Recast the rows below as a numbered list, leaving out any blank lines.
↓
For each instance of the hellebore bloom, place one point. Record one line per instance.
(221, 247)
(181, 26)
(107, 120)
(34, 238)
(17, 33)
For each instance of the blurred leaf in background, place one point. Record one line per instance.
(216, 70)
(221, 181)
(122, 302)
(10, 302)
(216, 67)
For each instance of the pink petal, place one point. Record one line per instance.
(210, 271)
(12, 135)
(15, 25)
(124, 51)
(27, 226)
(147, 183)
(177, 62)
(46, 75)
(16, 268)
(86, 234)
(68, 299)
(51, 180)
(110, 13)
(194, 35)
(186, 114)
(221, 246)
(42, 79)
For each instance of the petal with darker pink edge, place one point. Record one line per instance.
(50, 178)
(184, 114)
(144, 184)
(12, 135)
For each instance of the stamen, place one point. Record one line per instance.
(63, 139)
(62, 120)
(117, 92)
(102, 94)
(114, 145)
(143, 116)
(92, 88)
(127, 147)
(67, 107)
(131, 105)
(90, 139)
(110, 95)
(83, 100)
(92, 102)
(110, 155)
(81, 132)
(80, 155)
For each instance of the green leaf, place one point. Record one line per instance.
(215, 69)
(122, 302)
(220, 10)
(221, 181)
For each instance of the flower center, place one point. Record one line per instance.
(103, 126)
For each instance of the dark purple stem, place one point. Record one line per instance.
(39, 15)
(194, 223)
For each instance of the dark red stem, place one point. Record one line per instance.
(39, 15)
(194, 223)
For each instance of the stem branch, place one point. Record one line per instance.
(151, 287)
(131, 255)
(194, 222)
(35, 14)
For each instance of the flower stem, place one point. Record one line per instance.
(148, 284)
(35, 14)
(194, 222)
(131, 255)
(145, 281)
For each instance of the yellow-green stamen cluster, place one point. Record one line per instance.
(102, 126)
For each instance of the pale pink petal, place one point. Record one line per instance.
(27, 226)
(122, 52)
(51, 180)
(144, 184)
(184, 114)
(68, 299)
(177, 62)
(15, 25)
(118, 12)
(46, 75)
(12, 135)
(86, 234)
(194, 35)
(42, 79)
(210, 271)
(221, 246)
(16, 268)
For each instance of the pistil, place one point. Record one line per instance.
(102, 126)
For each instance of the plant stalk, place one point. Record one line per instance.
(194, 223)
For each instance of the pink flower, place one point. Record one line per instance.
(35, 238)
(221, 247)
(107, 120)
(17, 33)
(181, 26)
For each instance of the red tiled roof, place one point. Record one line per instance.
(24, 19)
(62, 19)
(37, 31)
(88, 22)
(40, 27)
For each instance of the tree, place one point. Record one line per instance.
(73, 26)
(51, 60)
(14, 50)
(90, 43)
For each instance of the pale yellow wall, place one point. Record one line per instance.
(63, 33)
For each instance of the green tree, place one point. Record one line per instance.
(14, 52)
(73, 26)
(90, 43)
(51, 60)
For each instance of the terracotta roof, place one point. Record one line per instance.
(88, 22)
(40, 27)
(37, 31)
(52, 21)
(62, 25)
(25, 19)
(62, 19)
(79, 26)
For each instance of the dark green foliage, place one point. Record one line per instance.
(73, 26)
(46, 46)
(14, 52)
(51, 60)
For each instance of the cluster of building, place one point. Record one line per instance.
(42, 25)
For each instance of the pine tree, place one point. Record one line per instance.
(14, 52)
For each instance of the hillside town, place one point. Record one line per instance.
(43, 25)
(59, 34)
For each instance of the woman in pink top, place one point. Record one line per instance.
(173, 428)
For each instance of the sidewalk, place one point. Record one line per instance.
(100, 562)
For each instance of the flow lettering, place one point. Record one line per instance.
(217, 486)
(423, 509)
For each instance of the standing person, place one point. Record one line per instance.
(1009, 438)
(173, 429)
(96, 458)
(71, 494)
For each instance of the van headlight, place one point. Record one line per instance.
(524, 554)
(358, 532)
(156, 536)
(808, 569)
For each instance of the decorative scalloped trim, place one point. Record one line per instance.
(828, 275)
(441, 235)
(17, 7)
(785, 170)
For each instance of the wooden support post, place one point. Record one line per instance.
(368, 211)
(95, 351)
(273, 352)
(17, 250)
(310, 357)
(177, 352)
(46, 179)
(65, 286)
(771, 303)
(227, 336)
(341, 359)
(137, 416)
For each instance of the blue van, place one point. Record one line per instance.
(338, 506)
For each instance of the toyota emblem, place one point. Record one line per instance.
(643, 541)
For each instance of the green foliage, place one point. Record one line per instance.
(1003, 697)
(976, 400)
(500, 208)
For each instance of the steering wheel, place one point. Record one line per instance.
↑
● **SOLUTION TO THIS EXERCISE**
1. For each instance of the hellebore bloom, place one point. Record one line per instance.
2. (221, 247)
3. (181, 26)
4. (107, 120)
5. (34, 238)
6. (17, 33)
7. For each instance of the blurred leaf in background, place one point. Record one line per instance.
8. (216, 70)
9. (221, 181)
10. (122, 302)
11. (10, 302)
12. (216, 67)
13. For each instance of the pink petal, place one point. Record one line per instance.
14. (210, 271)
15. (12, 135)
16. (15, 25)
17. (124, 51)
18. (27, 226)
19. (147, 183)
20. (177, 62)
21. (46, 75)
22. (16, 268)
23. (86, 234)
24. (68, 299)
25. (51, 180)
26. (110, 13)
27. (194, 35)
28. (186, 114)
29. (221, 246)
30. (42, 79)
31. For each instance of the petal with darker pink edge, place one point. Record one line per instance.
32. (50, 178)
33. (184, 114)
34. (144, 184)
35. (12, 135)
36. For each instance of the stamen, place one point. Record one line per instance.
37. (63, 139)
38. (62, 120)
39. (117, 92)
40. (102, 94)
41. (114, 145)
42. (143, 116)
43. (92, 88)
44. (127, 147)
45. (67, 107)
46. (131, 105)
47. (90, 139)
48. (110, 95)
49. (83, 100)
50. (92, 102)
51. (110, 155)
52. (81, 132)
53. (80, 155)
54. For each instance of the green leaf, place one point. Record one line per instance.
55. (215, 69)
56. (122, 302)
57. (220, 10)
58. (221, 181)
59. For each instance of the flower center, place one point. Record one line per instance.
60. (103, 126)
61. For each instance of the dark purple stem, place one point. Record one line per instance.
62. (39, 15)
63. (194, 223)
64. For each instance of the dark red stem, place one point. Record one line per instance.
65. (39, 15)
66. (194, 223)
67. For each instance of the stem branch, place one point. Record one line per instance.
68. (151, 287)
69. (131, 255)
70. (194, 222)
71. (35, 14)
72. For each instance of the flower stem, place one point. Record one line per instance.
73. (148, 284)
74. (35, 14)
75. (194, 222)
76. (131, 255)
77. (145, 281)
78. For each instance of the yellow-green stamen cluster, place one point. Record one line per instance.
79. (102, 126)
80. For each instance of the pale pink petal, place one point. Record one line per instance.
81. (27, 226)
82. (122, 52)
83. (51, 180)
84. (144, 184)
85. (184, 114)
86. (68, 299)
87. (177, 62)
88. (15, 25)
89. (118, 12)
90. (46, 75)
91. (12, 135)
92. (86, 234)
93. (194, 35)
94. (42, 79)
95. (210, 271)
96. (221, 246)
97. (16, 268)
98. For each instance of the pistil, place one point. Record one line per instance.
99. (102, 126)
100. For each instance of the plant stalk, place one point. Record one line per instance.
101. (194, 223)
102. For each instance of the pink flower, place one point. Record one line per instance.
103. (35, 238)
104. (221, 247)
105. (107, 120)
106. (17, 33)
107. (181, 26)
108. For each instance of the red tiled roof, place one point. Record one line per instance.
109. (24, 19)
110. (62, 19)
111. (37, 31)
112. (88, 22)
113. (40, 27)
114. For each instance of the tree, place one point. Record one line per instance.
115. (73, 26)
116. (51, 60)
117. (14, 50)
118. (90, 43)
119. For each instance of the pale yellow wall, place one point. Record one line per instance.
120. (63, 33)
121. For each instance of the green tree, place one point. Record one line per instance.
122. (14, 52)
123. (73, 26)
124. (90, 43)
125. (51, 60)
126. For each instance of the terracotta roof, place one point. Record one line per instance.
127. (88, 22)
128. (40, 27)
129. (37, 31)
130. (52, 21)
131. (62, 25)
132. (25, 19)
133. (62, 19)
134. (79, 26)
135. For each instance of the dark green foliage, place one point. Record one line per instance.
136. (73, 26)
137. (46, 46)
138. (14, 52)
139. (51, 60)
140. For each instance of the cluster of building, place one point. Record one line per instance.
141. (42, 25)
142. For each instance of the pine tree, place one point. Record one line per instance.
143. (14, 52)
144. For each instance of the hillside town, place one point. Record one line per instance.
145. (43, 25)
146. (59, 34)
147. For each instance of the woman in pink top, place one point. Record one line per instance.
148. (173, 428)
149. For each instance of the sidewalk, place one point. Record one line per instance.
150. (100, 562)
151. For each instance of the flow lettering, place one point. Record one line per instance.
152. (217, 486)
153. (423, 509)
154. For each instance of the standing person, place one point. Record one line per instance.
155. (1009, 438)
156. (173, 429)
157. (96, 458)
158. (71, 494)
159. For each instance of the van headlight, place one point. Record one line per instance.
160. (524, 554)
161. (358, 532)
162. (156, 536)
163. (808, 569)
164. For each instance of the decorative scalloped trim, place one point. Record one line per instance.
165. (828, 275)
166. (441, 235)
167. (17, 7)
168. (785, 170)
169. For each instance of the wooden support post, place one point. Record one line per instance.
170. (368, 211)
171. (95, 351)
172. (273, 352)
173. (17, 250)
174. (310, 357)
175. (177, 352)
176. (46, 179)
177. (65, 286)
178. (771, 303)
179. (227, 336)
180. (341, 359)
181. (137, 416)
182. For each instance of the blue van, place one point. Record one line per instance.
183. (338, 506)
184. For each instance of the toyota emblem, place one point. Record one line per instance.
185. (643, 541)
186. For each instance of the green foliage, place one point. Record one line per instance.
187. (1003, 697)
188. (976, 400)
189. (500, 208)
190. For each instance of the steering wheel, place one point. Record one line per instance.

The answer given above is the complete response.